### WHAT YOU ARE ASKED TO DO
Look for "Query: canadian flag patch" in the records below, then copy that line and every line after it, exactly and with nothing added.

___ RECORDS SUPPLIED ___

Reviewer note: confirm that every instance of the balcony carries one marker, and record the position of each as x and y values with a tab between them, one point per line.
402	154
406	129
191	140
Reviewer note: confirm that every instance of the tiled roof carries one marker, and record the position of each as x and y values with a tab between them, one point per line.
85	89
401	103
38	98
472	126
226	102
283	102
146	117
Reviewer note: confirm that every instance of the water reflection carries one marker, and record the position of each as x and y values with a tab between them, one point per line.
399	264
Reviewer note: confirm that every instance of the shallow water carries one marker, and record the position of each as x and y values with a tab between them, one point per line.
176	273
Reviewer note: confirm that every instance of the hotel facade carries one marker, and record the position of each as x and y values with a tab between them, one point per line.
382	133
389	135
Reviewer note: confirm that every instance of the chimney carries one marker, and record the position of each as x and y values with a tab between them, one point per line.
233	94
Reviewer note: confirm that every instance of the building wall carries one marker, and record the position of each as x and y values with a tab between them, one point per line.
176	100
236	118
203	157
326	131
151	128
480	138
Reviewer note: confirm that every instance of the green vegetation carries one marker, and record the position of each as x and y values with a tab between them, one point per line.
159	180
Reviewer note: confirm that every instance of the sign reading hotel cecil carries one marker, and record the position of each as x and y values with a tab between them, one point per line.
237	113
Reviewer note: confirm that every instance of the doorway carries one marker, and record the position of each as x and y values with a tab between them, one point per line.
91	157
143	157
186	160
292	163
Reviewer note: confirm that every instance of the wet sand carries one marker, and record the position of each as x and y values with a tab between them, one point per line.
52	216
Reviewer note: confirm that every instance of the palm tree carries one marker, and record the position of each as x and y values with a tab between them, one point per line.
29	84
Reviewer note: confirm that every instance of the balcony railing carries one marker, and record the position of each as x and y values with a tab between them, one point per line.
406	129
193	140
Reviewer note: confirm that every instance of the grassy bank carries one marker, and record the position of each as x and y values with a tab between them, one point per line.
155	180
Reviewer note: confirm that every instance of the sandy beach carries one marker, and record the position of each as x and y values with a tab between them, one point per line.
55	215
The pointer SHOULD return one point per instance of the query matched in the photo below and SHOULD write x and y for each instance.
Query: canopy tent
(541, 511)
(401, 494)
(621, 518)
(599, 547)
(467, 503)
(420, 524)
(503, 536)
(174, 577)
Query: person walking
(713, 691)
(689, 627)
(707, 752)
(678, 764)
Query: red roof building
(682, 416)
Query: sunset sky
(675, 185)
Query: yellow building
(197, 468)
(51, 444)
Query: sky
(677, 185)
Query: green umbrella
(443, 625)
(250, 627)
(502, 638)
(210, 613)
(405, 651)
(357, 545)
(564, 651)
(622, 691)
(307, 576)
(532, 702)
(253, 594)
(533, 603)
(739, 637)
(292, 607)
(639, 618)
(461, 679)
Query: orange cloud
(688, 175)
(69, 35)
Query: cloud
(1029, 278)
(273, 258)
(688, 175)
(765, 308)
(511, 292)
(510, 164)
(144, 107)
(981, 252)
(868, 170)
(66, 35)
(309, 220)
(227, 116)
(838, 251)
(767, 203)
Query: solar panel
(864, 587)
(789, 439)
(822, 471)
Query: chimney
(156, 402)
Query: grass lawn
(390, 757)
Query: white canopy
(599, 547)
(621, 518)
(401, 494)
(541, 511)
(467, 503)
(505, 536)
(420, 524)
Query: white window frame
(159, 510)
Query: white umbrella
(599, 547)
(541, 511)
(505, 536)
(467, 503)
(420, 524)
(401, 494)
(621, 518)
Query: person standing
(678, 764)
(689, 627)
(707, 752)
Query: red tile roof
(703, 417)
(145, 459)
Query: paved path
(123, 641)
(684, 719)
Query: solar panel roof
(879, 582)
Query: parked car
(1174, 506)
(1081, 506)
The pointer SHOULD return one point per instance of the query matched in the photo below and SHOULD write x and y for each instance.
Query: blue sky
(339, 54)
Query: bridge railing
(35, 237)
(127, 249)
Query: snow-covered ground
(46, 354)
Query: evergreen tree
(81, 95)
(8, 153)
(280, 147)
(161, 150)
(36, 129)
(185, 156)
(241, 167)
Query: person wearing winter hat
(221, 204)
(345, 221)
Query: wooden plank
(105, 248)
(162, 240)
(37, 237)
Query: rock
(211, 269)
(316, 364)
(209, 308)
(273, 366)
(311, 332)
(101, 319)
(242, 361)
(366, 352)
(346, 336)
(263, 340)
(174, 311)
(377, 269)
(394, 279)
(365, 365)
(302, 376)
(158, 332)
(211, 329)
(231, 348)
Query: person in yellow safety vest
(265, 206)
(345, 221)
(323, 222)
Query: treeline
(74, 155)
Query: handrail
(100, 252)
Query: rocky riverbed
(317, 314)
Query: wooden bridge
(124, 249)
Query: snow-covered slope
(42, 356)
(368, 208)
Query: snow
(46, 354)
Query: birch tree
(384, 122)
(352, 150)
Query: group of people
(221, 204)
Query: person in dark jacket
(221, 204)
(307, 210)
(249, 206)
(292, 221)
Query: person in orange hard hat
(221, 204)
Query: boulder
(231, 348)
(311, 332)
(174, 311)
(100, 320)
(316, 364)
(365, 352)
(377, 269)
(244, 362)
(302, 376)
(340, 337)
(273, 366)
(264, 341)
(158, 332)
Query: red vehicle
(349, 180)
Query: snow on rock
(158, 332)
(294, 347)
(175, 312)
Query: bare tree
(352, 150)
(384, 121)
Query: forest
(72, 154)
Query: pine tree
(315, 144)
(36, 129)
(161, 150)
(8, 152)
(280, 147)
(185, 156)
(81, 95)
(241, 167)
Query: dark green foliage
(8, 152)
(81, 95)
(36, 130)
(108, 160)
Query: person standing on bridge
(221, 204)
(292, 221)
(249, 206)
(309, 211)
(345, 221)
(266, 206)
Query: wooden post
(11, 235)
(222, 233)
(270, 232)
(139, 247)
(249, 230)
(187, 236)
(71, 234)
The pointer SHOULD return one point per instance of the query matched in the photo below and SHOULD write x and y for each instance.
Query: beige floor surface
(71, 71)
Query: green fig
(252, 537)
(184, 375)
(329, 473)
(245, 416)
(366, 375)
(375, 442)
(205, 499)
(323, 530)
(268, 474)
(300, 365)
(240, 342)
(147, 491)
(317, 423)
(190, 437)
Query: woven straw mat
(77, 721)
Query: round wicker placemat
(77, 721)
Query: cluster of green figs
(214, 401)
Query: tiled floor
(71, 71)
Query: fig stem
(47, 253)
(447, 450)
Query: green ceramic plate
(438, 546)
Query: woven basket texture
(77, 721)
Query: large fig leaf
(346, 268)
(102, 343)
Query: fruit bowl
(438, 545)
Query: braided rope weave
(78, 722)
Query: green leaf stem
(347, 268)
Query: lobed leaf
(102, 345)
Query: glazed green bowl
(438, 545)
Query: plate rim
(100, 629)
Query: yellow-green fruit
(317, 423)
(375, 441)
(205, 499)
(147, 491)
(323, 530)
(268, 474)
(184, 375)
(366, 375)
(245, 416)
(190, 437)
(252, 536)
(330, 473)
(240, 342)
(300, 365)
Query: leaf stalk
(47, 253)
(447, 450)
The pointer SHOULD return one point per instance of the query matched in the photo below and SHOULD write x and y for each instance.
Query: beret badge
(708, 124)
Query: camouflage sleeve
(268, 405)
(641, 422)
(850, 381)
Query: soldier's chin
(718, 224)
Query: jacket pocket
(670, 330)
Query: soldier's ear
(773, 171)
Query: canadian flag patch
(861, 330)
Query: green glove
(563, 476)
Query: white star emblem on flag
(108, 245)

___

### EXERCISE ANSWER
Query: canadian flag patch
(861, 330)
Query: green glove
(563, 476)
Query: white star emblem on flag
(108, 245)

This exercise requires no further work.